What you need to do:
Update the records from the start through the line containing "116], [170, 113]]", swapping every "utility pole" for "telephone pole" and leaving the rest unchanged.

Data supplied:
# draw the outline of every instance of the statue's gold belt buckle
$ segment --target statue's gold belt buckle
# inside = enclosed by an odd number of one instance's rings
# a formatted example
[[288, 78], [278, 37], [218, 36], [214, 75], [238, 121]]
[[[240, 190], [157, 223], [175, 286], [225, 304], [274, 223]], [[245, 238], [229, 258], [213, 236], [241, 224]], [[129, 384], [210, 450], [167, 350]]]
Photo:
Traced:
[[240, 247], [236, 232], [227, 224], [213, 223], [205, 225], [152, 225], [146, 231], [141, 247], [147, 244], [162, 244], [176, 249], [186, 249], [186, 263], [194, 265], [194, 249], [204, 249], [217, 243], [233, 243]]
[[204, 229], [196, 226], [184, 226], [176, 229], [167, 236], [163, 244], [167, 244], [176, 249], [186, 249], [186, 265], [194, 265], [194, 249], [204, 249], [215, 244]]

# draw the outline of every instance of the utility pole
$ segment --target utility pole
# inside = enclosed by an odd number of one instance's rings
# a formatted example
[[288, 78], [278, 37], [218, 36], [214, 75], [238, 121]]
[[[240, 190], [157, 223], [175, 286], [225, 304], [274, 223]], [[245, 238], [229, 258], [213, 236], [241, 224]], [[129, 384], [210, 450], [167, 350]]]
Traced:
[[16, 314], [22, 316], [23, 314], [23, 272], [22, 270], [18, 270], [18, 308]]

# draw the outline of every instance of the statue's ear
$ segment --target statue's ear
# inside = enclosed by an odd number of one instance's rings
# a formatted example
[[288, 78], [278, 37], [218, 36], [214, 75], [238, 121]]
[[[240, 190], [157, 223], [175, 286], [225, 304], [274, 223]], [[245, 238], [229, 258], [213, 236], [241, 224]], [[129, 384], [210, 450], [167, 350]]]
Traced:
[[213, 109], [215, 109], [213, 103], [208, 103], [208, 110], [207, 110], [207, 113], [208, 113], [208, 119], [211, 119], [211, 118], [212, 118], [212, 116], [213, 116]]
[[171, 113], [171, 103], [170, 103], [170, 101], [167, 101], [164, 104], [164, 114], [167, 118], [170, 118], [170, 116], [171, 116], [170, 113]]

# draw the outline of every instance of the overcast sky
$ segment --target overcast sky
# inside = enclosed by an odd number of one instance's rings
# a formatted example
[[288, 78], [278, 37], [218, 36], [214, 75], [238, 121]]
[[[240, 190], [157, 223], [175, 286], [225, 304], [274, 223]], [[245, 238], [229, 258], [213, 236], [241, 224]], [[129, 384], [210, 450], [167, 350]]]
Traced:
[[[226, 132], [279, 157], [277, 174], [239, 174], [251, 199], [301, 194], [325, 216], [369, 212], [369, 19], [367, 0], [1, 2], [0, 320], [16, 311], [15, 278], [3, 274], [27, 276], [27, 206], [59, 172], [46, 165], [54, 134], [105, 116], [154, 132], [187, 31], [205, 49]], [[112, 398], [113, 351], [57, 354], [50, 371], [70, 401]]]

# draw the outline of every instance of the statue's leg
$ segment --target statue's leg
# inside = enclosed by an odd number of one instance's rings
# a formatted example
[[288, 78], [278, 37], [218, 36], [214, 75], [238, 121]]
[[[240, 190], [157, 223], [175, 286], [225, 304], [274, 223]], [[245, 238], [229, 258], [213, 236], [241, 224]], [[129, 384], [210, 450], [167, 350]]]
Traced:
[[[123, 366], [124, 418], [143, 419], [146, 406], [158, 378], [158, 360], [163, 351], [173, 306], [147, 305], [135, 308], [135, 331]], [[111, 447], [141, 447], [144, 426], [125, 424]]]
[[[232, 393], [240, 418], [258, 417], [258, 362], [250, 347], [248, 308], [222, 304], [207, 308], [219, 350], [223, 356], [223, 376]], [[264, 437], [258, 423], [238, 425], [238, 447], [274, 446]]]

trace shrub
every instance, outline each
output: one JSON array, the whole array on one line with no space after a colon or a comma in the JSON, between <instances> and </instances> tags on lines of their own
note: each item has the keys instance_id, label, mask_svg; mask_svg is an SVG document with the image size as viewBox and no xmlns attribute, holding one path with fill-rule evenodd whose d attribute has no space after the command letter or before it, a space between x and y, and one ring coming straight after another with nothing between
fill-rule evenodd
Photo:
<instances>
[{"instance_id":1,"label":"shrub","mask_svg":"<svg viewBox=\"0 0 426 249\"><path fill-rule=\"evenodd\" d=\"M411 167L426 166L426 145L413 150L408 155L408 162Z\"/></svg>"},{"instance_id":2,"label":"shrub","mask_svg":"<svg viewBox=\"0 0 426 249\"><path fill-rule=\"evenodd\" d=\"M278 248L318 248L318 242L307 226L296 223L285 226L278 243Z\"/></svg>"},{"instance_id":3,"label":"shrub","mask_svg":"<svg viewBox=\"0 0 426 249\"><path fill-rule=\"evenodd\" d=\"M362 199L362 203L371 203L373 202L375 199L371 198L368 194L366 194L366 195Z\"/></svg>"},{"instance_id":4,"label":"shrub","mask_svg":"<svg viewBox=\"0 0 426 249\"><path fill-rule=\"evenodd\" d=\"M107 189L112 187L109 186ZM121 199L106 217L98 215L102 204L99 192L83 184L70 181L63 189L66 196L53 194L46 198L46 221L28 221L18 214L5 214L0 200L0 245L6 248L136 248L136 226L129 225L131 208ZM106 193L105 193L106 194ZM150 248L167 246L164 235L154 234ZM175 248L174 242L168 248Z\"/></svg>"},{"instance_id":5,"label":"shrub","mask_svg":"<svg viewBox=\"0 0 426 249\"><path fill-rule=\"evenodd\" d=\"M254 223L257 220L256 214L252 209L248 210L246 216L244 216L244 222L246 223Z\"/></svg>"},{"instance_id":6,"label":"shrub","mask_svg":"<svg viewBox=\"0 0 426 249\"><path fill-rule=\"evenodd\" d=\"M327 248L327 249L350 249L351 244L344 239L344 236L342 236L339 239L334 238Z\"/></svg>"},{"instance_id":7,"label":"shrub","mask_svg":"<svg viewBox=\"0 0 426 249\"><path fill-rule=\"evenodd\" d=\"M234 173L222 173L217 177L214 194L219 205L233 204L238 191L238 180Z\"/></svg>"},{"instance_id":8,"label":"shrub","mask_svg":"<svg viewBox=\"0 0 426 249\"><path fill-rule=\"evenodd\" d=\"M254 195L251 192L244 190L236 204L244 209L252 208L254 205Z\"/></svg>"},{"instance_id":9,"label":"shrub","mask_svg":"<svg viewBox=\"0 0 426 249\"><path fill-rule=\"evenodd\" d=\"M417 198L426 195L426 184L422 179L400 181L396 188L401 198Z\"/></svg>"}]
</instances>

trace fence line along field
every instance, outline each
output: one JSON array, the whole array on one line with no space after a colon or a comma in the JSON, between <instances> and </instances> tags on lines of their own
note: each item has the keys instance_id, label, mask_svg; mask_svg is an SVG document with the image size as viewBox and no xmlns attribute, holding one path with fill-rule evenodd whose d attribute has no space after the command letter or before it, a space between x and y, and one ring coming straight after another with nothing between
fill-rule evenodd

Task response:
# draw the outline of every instance of the statue's gold belt buckle
$ segment --target statue's gold belt buckle
# inside = enclosed by an odd number of one instance's rings
# a formatted example
[[288, 78], [278, 37], [218, 36], [214, 75], [238, 121]]
[[[240, 190], [157, 223], [175, 286], [225, 304], [274, 223]], [[245, 238], [229, 258], [213, 236], [241, 224]], [[129, 384], [210, 450], [167, 350]]]
Photo:
Traced:
[[240, 247], [236, 232], [227, 224], [213, 223], [205, 225], [152, 225], [146, 231], [141, 247], [147, 244], [162, 244], [176, 249], [186, 249], [186, 263], [194, 265], [194, 249], [204, 249], [217, 243], [233, 243]]
[[204, 229], [196, 226], [184, 226], [176, 229], [167, 236], [163, 244], [167, 244], [176, 249], [186, 249], [186, 265], [194, 265], [194, 249], [204, 249], [215, 244]]

# draw the outline of every instance of the telephone pole
$ segment --target telephone pole
# inside = enclosed by an odd number of one instance's rings
# a formatted example
[[288, 78], [278, 37], [218, 36], [214, 75], [238, 121]]
[[[240, 190], [157, 223], [175, 286], [225, 304], [274, 223]], [[245, 238], [229, 258], [213, 236], [241, 224]], [[129, 384], [210, 450], [167, 350]]]
Traced:
[[16, 314], [22, 316], [23, 314], [23, 272], [22, 270], [18, 270], [18, 308]]

# draw the outline of every instance of the statue's ear
$ segment --target statue's ear
# inside = enclosed by an odd number of one instance's rings
# a formatted example
[[288, 78], [278, 37], [218, 36], [214, 75], [238, 121]]
[[[240, 190], [157, 223], [175, 286], [225, 304], [274, 223]], [[245, 238], [229, 258], [213, 236], [241, 224]], [[129, 384], [210, 450], [167, 350]]]
Traced:
[[213, 109], [215, 109], [213, 103], [208, 103], [208, 110], [207, 110], [207, 113], [208, 113], [208, 119], [211, 119], [211, 118], [212, 118], [212, 116], [213, 116]]
[[171, 113], [171, 103], [170, 103], [170, 101], [167, 101], [164, 104], [164, 114], [167, 118], [170, 118], [170, 116], [171, 116], [170, 113]]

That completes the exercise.